Task details: Turn the lines below into a numbered list, omitting blank lines and leaving out the pictures.

Supplied data:
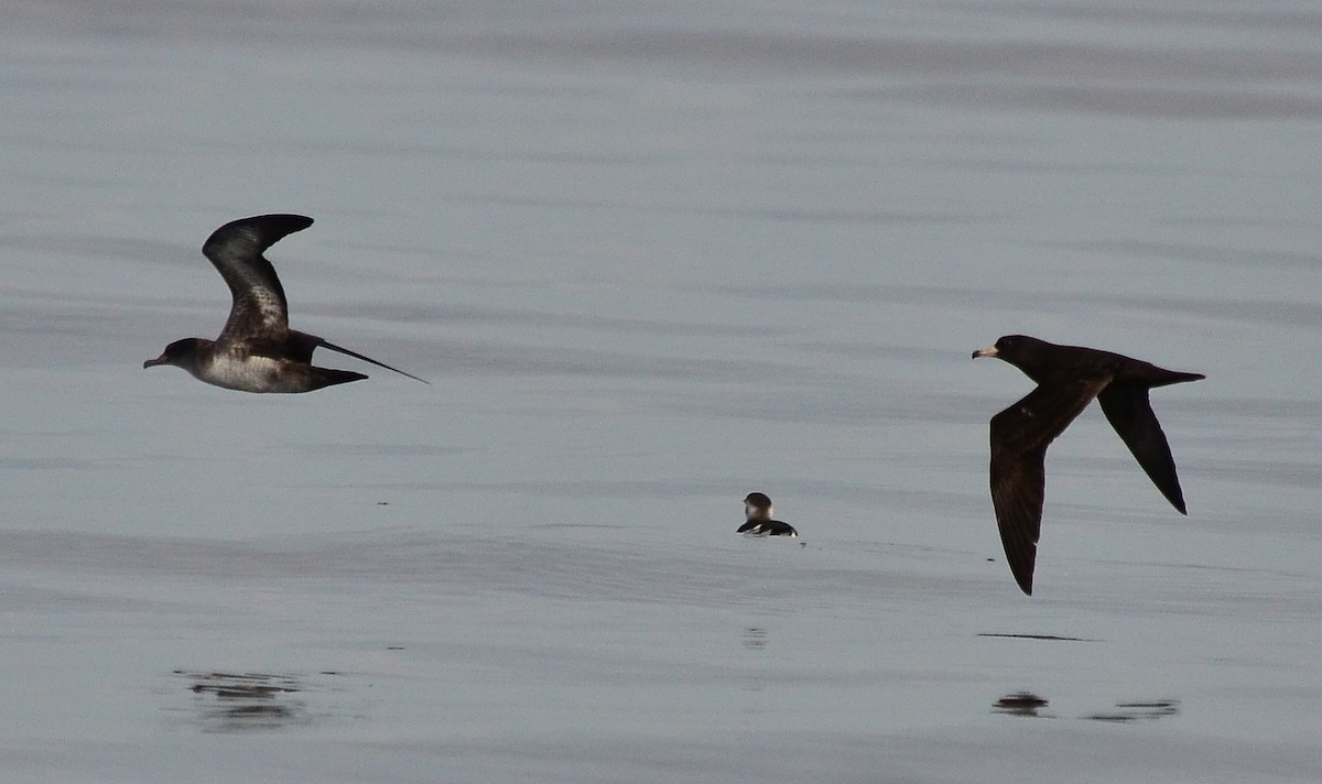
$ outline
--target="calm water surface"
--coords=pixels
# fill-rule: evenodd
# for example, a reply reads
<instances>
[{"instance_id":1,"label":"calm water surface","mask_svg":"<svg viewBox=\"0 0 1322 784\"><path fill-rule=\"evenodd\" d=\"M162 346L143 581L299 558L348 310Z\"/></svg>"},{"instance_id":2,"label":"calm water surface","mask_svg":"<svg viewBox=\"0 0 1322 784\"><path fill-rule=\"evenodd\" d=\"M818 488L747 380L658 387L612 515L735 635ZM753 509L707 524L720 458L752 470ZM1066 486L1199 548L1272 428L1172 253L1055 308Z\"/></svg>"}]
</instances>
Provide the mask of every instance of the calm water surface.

Full response:
1. $ outline
2. --target="calm water surface"
3. --coords=pixels
4. # fill-rule: evenodd
5. # for example, a reply reads
6. <instances>
7. [{"instance_id":1,"label":"calm water surface","mask_svg":"<svg viewBox=\"0 0 1322 784\"><path fill-rule=\"evenodd\" d=\"M162 346L143 581L299 558L348 310Z\"/></svg>"},{"instance_id":2,"label":"calm water surface","mask_svg":"<svg viewBox=\"0 0 1322 784\"><path fill-rule=\"evenodd\" d=\"M818 488L747 380L658 387L612 515L735 635ZM753 509L707 524L720 458L752 470ZM1066 486L1199 548L1272 428L1172 253L1055 308Z\"/></svg>"}]
8. </instances>
9. Provide the mask of every instance of the calm water surface.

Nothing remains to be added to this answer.